Contracts and Invariants

Metadata
Owner(s)pnkfelix
TeamsLang, Libs, Compiler
StatusWIP

Motivation

We wish to extend Rust in three ways: First, we want to extend the Rust language to enable Rust developers to write predicates, called "contracts", and attach them to specific points in their program. We intend for this feature to be available to all Rust code, including that of the standard library. Second, we want to extend the Rust crate format such that the contracts for a crate can be embedded and then later extracted by third-party tools. Third, we want to extend project-supported Rust compiler and interpreter tools, such as rustc and miri, to compile the code in a mode that dynamically checks the associated contracts (note that such dynamic checking might be forced to be incomplete for some contracts). Examples of contracts we envision include: pre- and post-conditions on Rust methods; representation invariants for abstract data types; and loop invariants on for and while loops.

Our motivation for this is that contracts are key for reasoning about software correctness. Formal verification tools such as Creusot, Kani, and Verus have demonstrated that it is possible to write Rust code that is coupled with automated verification mechanisms. But furthermore, we assert that contracts can provide value even if we restrict our attention to dynamic checking: By having a dedicated construct for writing method specifications and invariants formally, we will give our tools new avenues for testing our programs in an automated fashion, similar to the benefits provided by fuzzing.

The status quo

Currently, if you want to specify the behavior of a Rust method and check that the specification is correct, you can either attempt construct a test suite that covers the entirety of your specification, or you can manually embed contract-like predicates into your code. Embedding contract-like predicates is typically done via variations of either 1. assert!, 2. debug_assert!, or 3. similar cfg-guarded code sequences that abort/panic when a predicate fails to hold.

All of the existing options are limited.

First, most specifications rely on quantified forms, such as "for all X, P(X) implies Q(X)." The "for all" quantifier needs some language support to be expressed; it cannot be written as executable Rust code (except as a loop over the domain, which is potentially infinite).

Second, directly expressing contracts as an assertion mixes it in with the rest of the code, which makes it difficult or impossible for third-party verification tools to extract the contracts in order to reason about them.
------------------------
▶ **Problems and tasks**
1. Return every line of the listing that contains the string "coat".
2. Continue the Rust contracts proposal with the passage that would follow its final sentence.
The Rust contracts proposal and the listing were taken from unrelated sources.

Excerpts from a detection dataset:
------------------------
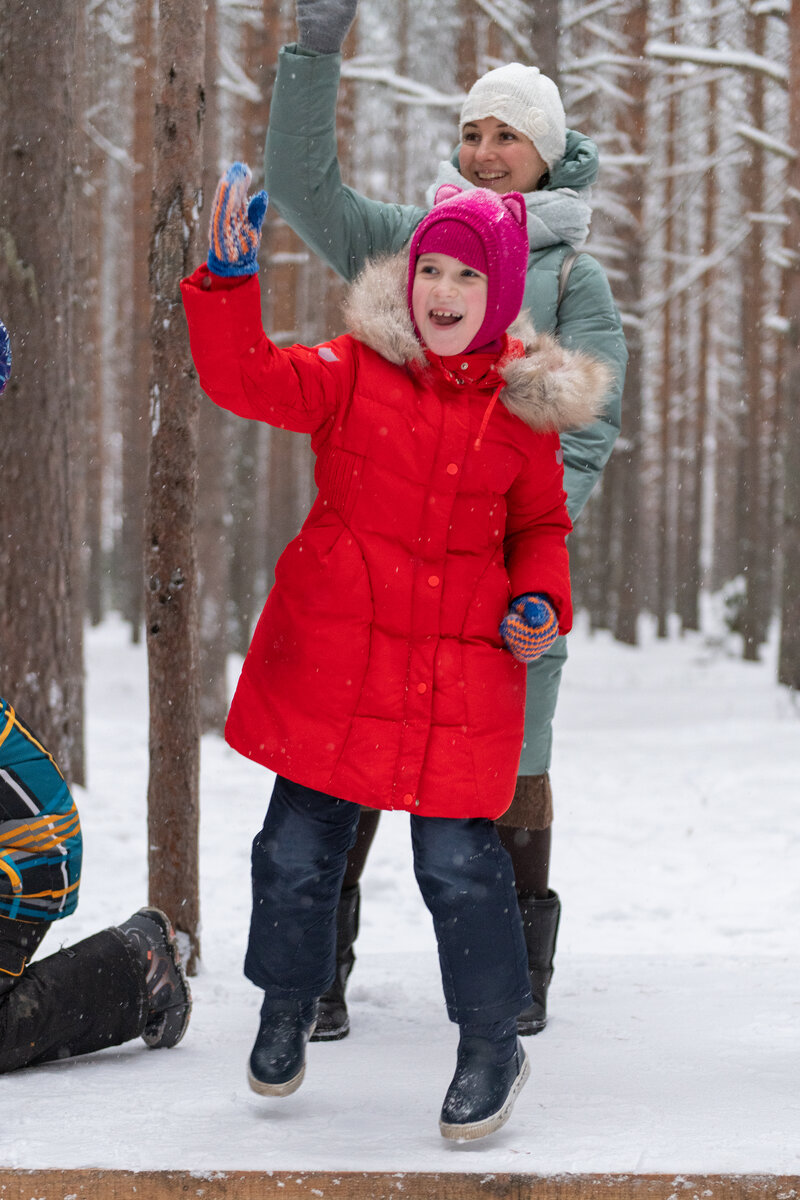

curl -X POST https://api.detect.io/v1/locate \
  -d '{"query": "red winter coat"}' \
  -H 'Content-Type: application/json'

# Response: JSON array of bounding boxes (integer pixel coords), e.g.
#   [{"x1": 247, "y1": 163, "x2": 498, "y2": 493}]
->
[{"x1": 181, "y1": 256, "x2": 606, "y2": 817}]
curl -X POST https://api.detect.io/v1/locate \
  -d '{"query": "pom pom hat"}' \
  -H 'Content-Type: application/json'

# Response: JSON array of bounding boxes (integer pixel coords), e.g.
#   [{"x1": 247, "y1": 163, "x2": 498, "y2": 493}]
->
[
  {"x1": 459, "y1": 62, "x2": 566, "y2": 167},
  {"x1": 408, "y1": 184, "x2": 528, "y2": 354}
]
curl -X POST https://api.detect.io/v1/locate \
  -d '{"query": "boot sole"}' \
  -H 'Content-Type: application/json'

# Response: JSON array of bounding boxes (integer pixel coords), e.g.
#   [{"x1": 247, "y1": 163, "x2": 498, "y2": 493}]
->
[
  {"x1": 247, "y1": 1026, "x2": 314, "y2": 1096},
  {"x1": 517, "y1": 1018, "x2": 547, "y2": 1038},
  {"x1": 439, "y1": 1055, "x2": 530, "y2": 1141},
  {"x1": 247, "y1": 1063, "x2": 306, "y2": 1096},
  {"x1": 308, "y1": 1021, "x2": 350, "y2": 1042}
]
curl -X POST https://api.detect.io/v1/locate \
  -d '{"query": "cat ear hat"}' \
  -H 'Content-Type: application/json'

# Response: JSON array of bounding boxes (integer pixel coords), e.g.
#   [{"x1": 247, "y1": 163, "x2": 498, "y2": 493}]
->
[{"x1": 408, "y1": 184, "x2": 529, "y2": 354}]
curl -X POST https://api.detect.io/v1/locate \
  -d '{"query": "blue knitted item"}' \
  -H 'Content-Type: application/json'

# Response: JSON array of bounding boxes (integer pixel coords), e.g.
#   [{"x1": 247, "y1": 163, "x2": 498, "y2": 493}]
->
[
  {"x1": 0, "y1": 320, "x2": 11, "y2": 392},
  {"x1": 207, "y1": 162, "x2": 269, "y2": 276},
  {"x1": 500, "y1": 592, "x2": 559, "y2": 662}
]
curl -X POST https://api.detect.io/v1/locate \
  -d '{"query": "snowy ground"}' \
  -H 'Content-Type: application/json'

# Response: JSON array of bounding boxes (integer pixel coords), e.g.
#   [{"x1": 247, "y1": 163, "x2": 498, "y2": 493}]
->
[{"x1": 6, "y1": 622, "x2": 800, "y2": 1175}]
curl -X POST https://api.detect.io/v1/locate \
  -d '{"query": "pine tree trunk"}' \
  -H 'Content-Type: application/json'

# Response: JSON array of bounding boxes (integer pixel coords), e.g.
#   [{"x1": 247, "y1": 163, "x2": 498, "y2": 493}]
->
[
  {"x1": 0, "y1": 0, "x2": 84, "y2": 782},
  {"x1": 738, "y1": 14, "x2": 771, "y2": 661},
  {"x1": 778, "y1": 4, "x2": 800, "y2": 691},
  {"x1": 145, "y1": 0, "x2": 205, "y2": 971},
  {"x1": 120, "y1": 0, "x2": 155, "y2": 643},
  {"x1": 609, "y1": 0, "x2": 648, "y2": 646}
]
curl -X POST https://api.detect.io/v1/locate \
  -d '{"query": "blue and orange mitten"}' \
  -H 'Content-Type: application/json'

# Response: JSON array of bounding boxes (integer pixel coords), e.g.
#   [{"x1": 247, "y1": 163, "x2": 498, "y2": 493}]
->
[
  {"x1": 0, "y1": 320, "x2": 11, "y2": 391},
  {"x1": 500, "y1": 592, "x2": 559, "y2": 662},
  {"x1": 209, "y1": 162, "x2": 269, "y2": 277}
]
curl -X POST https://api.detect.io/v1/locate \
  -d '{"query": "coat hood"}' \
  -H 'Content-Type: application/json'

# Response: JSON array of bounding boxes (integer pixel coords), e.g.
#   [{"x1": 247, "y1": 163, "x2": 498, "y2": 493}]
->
[{"x1": 344, "y1": 252, "x2": 612, "y2": 433}]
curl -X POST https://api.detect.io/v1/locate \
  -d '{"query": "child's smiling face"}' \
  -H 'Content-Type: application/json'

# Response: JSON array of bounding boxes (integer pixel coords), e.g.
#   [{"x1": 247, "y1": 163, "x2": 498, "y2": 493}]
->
[{"x1": 411, "y1": 253, "x2": 488, "y2": 356}]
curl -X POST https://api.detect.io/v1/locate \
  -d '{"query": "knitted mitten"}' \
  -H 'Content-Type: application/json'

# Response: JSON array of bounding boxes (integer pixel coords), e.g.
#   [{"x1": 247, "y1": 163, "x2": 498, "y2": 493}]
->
[
  {"x1": 0, "y1": 320, "x2": 11, "y2": 391},
  {"x1": 500, "y1": 592, "x2": 559, "y2": 662},
  {"x1": 297, "y1": 0, "x2": 357, "y2": 54},
  {"x1": 209, "y1": 162, "x2": 267, "y2": 276}
]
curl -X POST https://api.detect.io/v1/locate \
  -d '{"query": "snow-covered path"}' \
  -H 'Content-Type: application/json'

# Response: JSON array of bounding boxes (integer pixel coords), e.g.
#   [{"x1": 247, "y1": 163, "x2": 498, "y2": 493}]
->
[{"x1": 6, "y1": 622, "x2": 800, "y2": 1175}]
------------------------
▶ **Answers for the exercise**
1.
  -d '{"query": "red winter coat"}' \
  -d '{"query": "coat hood"}' \

2.
As an example for why a tool might want to extract the contracts, the Kani model checker works by translating a whole program (including its calls to library code) into a form that is passed to an off-the-shelf model checker. Kani would like to use contracts as a way to divide-and-conquer the verification effort. The API for a method is abstracted by its associated contract. Instead of reasoning about the whole program, it now has two subproblems: prove that the method on its own satisfies its associated contract, and in the rest of the program, replace calls to that method by the range of behaviors permitted by the contract.

Third: the Racket language has demonstrated that when you have dynamic dispatch (via higher-order functions or OOP), then assertions embedded in procedure bodies are a subpar way of expressing specifications. This is because when you compose software components, it is non-trivial to take an isolated assertion failure and map it to which module was actually at fault. Having a separate contract language might enable new tools to record enough metadata to do proper "blame tracking." But to get there, we first have to have a way to write contracts down in the first place.

The next six months

  1. Develop a contract predicate sublanguage, suitable for interpretation by rustc, miri, and third-party verification tools.

  2. Extend Rust compiler to enable contract predicates to be attached to items and embedded in Rust crate rlib files.

  3. Work with wg-formal-methods (aka the "Rust Formal Methods Interest Group") to ensure that the embedded predicates are compatible with their tools.

  4. Work with Lang and Libs team on acceptable surface-level syntax for contracts. In particular, we want contracts to be used by the Rust standard library. (At the very least, for method pre- and post-conditions; I can readily imagine, however, also attaching contracts to unsafe { ... } blocks.)

  5. Extend miri to evaluate contract predicates. Add primitives for querying memory model to contract language, to enable contracts that talk about provenance of pointers.

The "shiny future" we are working towards

My shiny future is that the people "naturally" write Rust crates that can be combined with distinct dynamic-validation and verification tools. Today, if you want to use any verification tool, you usually have to pick one and orient your whole code base around using it. (E.g., the third-party verification tools often have their own (rewrite of a subset of the) Rust standard library, if only so that they can provide the contracts that our standard library is missing.)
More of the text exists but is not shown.